__Exercise tasks__
1. Answer these from the brake troubleshooting text:
(a) What does a spongy brake pedal indicate?
(b) On a vehicle with power brakes, about how far off the floor should the brake pedal stop?
(c) If the car pulls to the left when braking, which brake is generally at fault?
2. Copy the brake troubleshooting text from "Troubleshooting Brake Problems" to "the engine running.", swapping "power brakes" for "power-assisted brakes".

__Text provided__
'''

In most respects the brakes are the most important feature on a car, without properly functioning brakes the vehicle is unsafe to drive. As important as the system is, brakes are not overly complicated from a mechanical standpoint and most brake issues are fairly easy to diagnose. Without the proper skills it can often be confusing, as different brake issues may show similar symptoms, so it may be best to take a vehicle with brake issue to a repair shop.
Troubleshooting Brake Problems
For vehicles with power brakes, start the engine and press down on the brake pedal to see how the pedal feels. For older vehicles that don’t have power brakes this test can be done without the engine running.
If the pedal feels “spongy” it’s a sign of air in the brake lines. If the pedal goes all the way down to the floor with little to no resistance there’s probably a defect in the master cylinder. The cylinder may just be out of fluid, but then the question is: where did the fluid go? In this case you’ll need to check for a leak somewhere in the brake line. Add enough of the correct type of brake fluid, as stated in the vehicle’s owner manual, up to the “Full” line in the master cylinder and check the level again in a few days. If the fluid is low again it’s certain there’s a leak in the brake line.
If the pedal feels okay, take the car for a drive, pay attention to how efficiently the brakes stop the vehicle. If you have power brakes the brake pedal should stop approximately one inch off the floor. For vehicles without power brakes the brake pedal should stop about three inches off the floor. With power brakes, if it seems like it takes excessive effort to stop, the power booster may need to be replaced.
If the vehicle does not stop quickly at speeds less than 35 MPH, the brakes either need replacing or possibly just and adjustment. Both disc and drum brakes are “self-adjusting,” but the shoes on drum brakes wear down the self-adjusting feature. This tends to not work as well and can result in the pedal traveling further down to the floor than normal. If this happens the shoes may need to be adjusted manually.
If your car pulls to one side when applying the brakes it usually means that something is amiss with one of the front brakes. Typically on the opposite side from that which the vehicle is pulling to. For example, if the car pulls to the left the problem is generally with the right front brake. This is usually the result of a sticking caliper or a leak in the brake line that supplies that caliper.

'''

__Supplied records__
'''

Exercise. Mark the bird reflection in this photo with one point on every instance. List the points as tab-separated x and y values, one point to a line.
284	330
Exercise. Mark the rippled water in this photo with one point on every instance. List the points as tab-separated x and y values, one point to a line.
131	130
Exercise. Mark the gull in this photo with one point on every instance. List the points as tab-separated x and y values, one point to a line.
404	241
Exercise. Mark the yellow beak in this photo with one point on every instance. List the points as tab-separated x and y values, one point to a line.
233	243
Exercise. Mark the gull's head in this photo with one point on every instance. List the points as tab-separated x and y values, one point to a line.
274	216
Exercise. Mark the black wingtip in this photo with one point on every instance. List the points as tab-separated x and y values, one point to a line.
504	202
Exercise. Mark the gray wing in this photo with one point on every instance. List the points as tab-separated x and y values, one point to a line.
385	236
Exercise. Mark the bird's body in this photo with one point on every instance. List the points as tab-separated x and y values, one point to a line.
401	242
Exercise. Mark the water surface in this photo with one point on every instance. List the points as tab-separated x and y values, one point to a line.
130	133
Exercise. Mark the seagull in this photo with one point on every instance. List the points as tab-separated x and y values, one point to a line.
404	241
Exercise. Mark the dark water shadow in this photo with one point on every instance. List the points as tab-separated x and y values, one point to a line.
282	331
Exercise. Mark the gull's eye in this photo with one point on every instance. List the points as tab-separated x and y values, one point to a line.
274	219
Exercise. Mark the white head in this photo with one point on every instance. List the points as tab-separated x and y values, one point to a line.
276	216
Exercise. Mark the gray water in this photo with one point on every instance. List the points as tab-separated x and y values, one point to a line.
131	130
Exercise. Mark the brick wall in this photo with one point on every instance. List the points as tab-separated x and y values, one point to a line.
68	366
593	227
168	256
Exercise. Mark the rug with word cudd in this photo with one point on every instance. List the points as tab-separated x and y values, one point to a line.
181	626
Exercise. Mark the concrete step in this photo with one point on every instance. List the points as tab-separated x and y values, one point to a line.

'''

__Exercise answers__
1.
(a) Air in the brake lines.
(b) Approximately one inch.
(c) The right front brake.

2.
Troubleshooting Brake Problems
For vehicles with power-assisted brakes, start the engine and press down on the brake pedal to see how the pedal feels. For older vehicles that don’t have power-assisted brakes this test can be done without the engine running.